== Given information
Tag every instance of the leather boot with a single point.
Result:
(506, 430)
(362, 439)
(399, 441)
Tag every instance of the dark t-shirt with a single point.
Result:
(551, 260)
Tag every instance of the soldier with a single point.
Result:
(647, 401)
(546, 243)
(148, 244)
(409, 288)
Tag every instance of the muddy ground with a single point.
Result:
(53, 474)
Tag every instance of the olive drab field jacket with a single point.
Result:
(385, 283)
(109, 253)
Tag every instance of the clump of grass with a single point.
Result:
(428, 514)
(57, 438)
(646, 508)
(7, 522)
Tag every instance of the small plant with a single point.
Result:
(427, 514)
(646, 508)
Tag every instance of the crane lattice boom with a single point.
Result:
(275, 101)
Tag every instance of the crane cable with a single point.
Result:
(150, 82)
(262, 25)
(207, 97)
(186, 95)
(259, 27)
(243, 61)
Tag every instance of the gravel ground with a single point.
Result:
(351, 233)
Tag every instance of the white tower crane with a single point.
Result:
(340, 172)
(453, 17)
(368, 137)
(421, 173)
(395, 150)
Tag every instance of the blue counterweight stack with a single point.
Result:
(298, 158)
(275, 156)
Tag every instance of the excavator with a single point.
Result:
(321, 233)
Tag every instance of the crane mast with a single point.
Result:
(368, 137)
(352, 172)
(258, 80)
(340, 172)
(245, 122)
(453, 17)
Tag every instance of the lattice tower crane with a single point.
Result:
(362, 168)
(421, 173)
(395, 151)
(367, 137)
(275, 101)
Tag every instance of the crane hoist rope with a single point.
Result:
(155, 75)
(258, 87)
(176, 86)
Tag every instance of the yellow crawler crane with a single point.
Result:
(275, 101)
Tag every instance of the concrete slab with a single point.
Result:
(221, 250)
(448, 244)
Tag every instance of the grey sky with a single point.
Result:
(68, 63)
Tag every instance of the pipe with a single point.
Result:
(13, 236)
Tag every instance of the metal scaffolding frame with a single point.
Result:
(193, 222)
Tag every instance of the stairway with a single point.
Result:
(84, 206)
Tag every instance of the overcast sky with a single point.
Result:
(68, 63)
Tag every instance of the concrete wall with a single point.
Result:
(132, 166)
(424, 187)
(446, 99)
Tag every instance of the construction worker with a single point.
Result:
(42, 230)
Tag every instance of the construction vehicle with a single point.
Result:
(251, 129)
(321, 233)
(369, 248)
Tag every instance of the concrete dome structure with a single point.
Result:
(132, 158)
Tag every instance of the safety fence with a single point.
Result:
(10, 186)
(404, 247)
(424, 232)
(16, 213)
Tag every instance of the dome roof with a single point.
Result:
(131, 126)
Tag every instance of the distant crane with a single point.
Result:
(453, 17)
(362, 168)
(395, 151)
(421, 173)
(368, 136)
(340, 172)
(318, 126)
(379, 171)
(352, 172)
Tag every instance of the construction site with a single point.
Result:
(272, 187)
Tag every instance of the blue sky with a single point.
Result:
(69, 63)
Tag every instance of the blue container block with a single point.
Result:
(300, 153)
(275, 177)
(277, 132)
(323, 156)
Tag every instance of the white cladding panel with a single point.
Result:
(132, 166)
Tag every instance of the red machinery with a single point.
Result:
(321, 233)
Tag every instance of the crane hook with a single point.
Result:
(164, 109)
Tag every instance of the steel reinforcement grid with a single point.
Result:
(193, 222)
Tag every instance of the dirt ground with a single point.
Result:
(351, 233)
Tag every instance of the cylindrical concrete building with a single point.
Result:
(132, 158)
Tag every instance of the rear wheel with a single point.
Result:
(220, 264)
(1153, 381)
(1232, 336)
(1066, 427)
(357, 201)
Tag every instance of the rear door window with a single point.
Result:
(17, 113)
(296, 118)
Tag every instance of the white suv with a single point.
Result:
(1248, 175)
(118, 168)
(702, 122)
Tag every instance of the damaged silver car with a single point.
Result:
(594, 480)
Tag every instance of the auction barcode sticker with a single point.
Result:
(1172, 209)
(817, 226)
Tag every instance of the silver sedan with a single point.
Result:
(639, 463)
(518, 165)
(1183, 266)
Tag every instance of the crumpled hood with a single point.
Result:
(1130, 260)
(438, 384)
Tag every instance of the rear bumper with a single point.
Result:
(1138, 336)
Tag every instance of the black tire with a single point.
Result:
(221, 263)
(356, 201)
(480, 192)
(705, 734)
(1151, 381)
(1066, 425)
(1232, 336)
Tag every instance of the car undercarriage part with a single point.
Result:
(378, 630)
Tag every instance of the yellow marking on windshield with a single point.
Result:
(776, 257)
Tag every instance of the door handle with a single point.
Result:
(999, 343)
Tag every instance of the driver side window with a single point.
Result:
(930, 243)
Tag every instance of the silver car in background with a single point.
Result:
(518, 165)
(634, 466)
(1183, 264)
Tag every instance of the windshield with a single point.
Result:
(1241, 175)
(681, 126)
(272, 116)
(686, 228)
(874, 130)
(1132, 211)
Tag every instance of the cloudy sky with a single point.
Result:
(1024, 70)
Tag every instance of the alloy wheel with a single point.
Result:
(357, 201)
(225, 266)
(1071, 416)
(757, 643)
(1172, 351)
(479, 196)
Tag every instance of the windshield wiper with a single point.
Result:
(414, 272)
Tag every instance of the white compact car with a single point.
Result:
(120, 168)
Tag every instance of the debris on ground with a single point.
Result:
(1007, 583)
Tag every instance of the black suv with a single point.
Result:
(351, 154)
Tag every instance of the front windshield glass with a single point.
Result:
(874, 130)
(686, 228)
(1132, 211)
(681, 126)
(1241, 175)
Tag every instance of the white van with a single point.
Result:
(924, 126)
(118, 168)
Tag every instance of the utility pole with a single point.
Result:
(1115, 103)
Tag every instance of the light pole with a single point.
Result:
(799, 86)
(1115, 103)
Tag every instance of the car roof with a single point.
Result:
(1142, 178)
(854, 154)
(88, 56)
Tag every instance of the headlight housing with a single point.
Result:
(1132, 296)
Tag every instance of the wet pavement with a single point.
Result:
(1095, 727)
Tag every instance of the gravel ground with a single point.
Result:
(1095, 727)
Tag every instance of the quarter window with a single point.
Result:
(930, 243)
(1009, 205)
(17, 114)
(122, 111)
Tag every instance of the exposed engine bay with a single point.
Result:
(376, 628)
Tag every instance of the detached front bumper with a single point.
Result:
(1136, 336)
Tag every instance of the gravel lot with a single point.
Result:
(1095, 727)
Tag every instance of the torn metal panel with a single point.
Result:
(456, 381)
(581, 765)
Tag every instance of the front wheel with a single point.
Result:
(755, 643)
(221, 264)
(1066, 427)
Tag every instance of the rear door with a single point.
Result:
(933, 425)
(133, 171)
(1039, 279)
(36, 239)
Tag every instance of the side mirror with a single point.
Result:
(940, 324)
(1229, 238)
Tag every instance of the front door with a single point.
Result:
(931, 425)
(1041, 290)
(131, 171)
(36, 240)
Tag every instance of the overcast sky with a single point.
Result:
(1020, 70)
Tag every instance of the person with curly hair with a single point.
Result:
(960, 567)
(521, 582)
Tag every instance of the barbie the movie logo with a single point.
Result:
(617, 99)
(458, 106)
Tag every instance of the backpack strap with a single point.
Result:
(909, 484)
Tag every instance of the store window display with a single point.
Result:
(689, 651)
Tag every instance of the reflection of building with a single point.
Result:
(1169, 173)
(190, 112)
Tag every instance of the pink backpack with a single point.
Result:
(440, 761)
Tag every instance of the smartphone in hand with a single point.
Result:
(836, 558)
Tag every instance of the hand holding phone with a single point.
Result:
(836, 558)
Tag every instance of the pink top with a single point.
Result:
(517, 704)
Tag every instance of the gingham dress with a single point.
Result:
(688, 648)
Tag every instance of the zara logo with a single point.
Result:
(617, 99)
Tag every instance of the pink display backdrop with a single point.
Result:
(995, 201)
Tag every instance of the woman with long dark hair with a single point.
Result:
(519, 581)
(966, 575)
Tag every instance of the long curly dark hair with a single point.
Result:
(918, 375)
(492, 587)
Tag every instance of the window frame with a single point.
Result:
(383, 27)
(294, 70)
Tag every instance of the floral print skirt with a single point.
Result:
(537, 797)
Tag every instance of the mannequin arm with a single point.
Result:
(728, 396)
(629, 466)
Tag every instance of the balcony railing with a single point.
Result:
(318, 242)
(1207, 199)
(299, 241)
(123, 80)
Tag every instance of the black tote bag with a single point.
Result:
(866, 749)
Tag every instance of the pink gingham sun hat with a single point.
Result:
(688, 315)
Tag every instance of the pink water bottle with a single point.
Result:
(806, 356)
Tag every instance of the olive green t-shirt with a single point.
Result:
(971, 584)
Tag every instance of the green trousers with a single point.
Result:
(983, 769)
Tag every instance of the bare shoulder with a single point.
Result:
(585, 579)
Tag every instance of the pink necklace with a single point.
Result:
====
> [Assigned task] Which lines above hold the string "logo"? Copy every one of them.

> [Response area]
Tag every instance of the barbie the movie logo with a single point.
Tag every instance of the zara logo with a single point.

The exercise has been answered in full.